[ESERCIZI PROPOSTI]
[1] Riporta senza modifiche, dal brano scelto sul Sinodo, il tratto che va da "La mia impressione" fino a "significato e vita.".
[2] Nel brano scelto sul Sinodo, quale titolo ebbe il Sinodo dei Vescovi svoltosi nel 2008?

[BRANO SCELTO]
Un giornalista al Sinodo

"La Parola di Dio nella vita e nella missione della Chiesa" è stato il titolo del Sinodo dei Vescovi che si è svolto nel 2008. Vivendo la Parola, la comunità  genera Cristo, colui che dà  contenuto e metodo al dialogo con tutti.
Parola di Dio

Un Sinodo sulla Parola non è fatto per suscitare la curiosità dei mezzi di comunicazione e dell’opinione pubblica: affare interno della Chiesa, si è portati a pensare, con poca attinenza con i problemi del mondo e della società.

 

La mia impressione di giornalista, che l’ha seguito con attenzione, anche se non con grande assiduità, è diversa. Un Sinodo è fatto di persone che possono renderlo più o meno interessante, più o meno attuale, più o meno sensibile alla realtà. Posso dire che i partecipanti, nella grande maggioranza, sono stati “intelligenti”, cioè hanno dimostrato di capire il vero senso della Parola come realtà viva che attraversa la storia in profondità e le dà significato e vita.

[ESTRATTO DEI DATI]

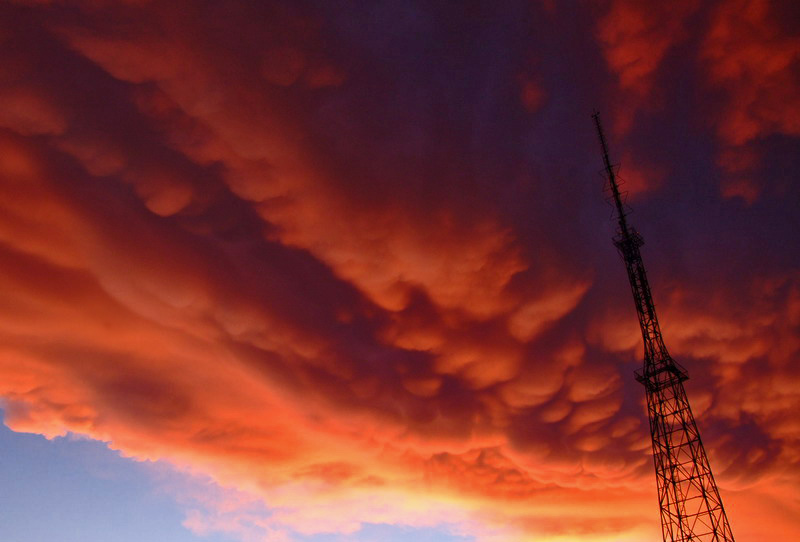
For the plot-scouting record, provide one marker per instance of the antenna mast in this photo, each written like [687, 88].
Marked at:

[SOLUZIONI FINALI]
[1]
La mia impressione di giornalista, che l’ha seguito con attenzione, anche se non con grande assiduità, è diversa. Un Sinodo è fatto di persone che possono renderlo più o meno interessante, più o meno attuale, più o meno sensibile alla realtà. Posso dire che i partecipanti, nella grande maggioranza, sono stati “intelligenti”, cioè hanno dimostrato di capire il vero senso della Parola come realtà viva che attraversa la storia in profondità e le dà significato e vita.

[2] "La Parola di Dio nella vita e nella missione della Chiesa".